* _Stated exercise_
Rewrite the records below, changing "record the location" to "mark the position" everywhere it occurs and leaving everything else as it is.

* _Exercise data_

►

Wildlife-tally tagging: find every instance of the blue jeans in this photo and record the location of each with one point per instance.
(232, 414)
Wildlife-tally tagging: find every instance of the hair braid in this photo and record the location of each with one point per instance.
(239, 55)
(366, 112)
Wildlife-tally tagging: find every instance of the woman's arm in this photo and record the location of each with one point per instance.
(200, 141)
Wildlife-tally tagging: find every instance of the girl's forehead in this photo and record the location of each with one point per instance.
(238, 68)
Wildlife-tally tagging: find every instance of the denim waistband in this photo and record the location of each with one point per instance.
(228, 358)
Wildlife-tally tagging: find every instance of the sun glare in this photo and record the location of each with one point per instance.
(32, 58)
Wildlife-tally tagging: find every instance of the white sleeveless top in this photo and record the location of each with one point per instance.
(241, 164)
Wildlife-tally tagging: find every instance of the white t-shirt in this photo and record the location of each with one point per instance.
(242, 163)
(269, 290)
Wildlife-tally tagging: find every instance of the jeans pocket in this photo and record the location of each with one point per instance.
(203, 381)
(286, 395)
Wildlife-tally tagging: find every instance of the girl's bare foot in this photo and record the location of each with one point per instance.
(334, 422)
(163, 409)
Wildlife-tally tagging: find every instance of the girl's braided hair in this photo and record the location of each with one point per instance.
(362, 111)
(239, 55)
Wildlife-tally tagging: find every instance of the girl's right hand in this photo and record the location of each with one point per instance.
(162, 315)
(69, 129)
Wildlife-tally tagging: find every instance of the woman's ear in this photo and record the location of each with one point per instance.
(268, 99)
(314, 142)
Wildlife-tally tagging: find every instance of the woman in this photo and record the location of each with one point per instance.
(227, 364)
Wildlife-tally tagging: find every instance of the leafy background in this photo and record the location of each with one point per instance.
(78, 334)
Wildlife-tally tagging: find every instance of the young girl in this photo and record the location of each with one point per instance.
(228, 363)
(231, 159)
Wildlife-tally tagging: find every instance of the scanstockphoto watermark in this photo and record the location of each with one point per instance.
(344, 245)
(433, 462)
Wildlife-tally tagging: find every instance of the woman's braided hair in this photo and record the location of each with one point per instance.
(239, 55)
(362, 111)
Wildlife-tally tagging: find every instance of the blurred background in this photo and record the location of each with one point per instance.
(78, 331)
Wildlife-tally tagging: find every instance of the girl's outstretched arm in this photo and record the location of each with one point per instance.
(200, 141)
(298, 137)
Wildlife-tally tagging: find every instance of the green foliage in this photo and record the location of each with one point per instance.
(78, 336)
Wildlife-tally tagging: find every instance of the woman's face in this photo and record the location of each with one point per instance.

◄

* _Expected output_
Wildlife-tally tagging: find every instance of the blue jeans in this photo and mark the position of each with one point per instance.
(232, 414)
Wildlife-tally tagging: find every instance of the hair braid in this photo and mark the position of each with one point per instance.
(239, 55)
(366, 112)
Wildlife-tally tagging: find every instance of the woman's arm in this photo and mark the position of each with one point per instance.
(200, 141)
Wildlife-tally tagging: find every instance of the girl's forehead in this photo and mark the position of each with one point per instance.
(238, 68)
Wildlife-tally tagging: find every instance of the denim waistband in this photo and mark the position of each with one point per instance.
(228, 358)
Wildlife-tally tagging: find every instance of the sun glare in this photo and mark the position of each with one point per instance.
(32, 58)
Wildlife-tally tagging: find every instance of the white sleeveless top in this photo and mark the position of each with one point per instance.
(241, 164)
Wildlife-tally tagging: find every instance of the white t-shirt in this photo and mark the position of each with one point per instance.
(242, 163)
(269, 290)
Wildlife-tally tagging: find every instance of the jeans pocket in this photo and mark the position of each with one point per instance.
(203, 381)
(286, 395)
Wildlife-tally tagging: find every instance of the girl's bare foot in this photo and mark the position of each with one point per instance.
(334, 422)
(163, 409)
Wildlife-tally tagging: find every instance of the girl's braided hair in this photo and mark the position of each with one point per instance.
(362, 111)
(239, 55)
Wildlife-tally tagging: find every instance of the girl's right hand in this photo and mark the position of each with one point per instance.
(162, 315)
(69, 129)
Wildlife-tally tagging: find every instance of the woman's ear in this photo and mark the position of each with one point per instance.
(268, 99)
(314, 142)
Wildlife-tally tagging: find every instance of the woman in this photo and mark the position of each with one point per instance.
(227, 364)
Wildlife-tally tagging: find every instance of the leafy background in this photo and mark the position of each with one point per instance.
(78, 334)
Wildlife-tally tagging: find every instance of the young girl in this photo and mark the position of each with one point per instance.
(228, 363)
(231, 159)
Wildlife-tally tagging: find every instance of the scanstockphoto watermark in this photo and mark the position of each with one point per instance.
(344, 245)
(433, 462)
Wildlife-tally tagging: find every instance of the woman's braided hair in this photo and mark the position of each with one point per instance.
(239, 55)
(362, 111)
Wildlife-tally tagging: find every instance of the blurred background in this photo and mark the position of each with one point per instance.
(78, 331)
Wildlife-tally tagging: find every instance of the girl's outstretched arm in this photo and mark the position of each with one point per instance.
(200, 141)
(298, 137)
Wildlife-tally tagging: find every instance of the green foliage in this photo and mark the position of each with one point per instance.
(78, 336)
Wildlife-tally tagging: find every instance of the woman's face in this photo and mark the position of each with one point per instance.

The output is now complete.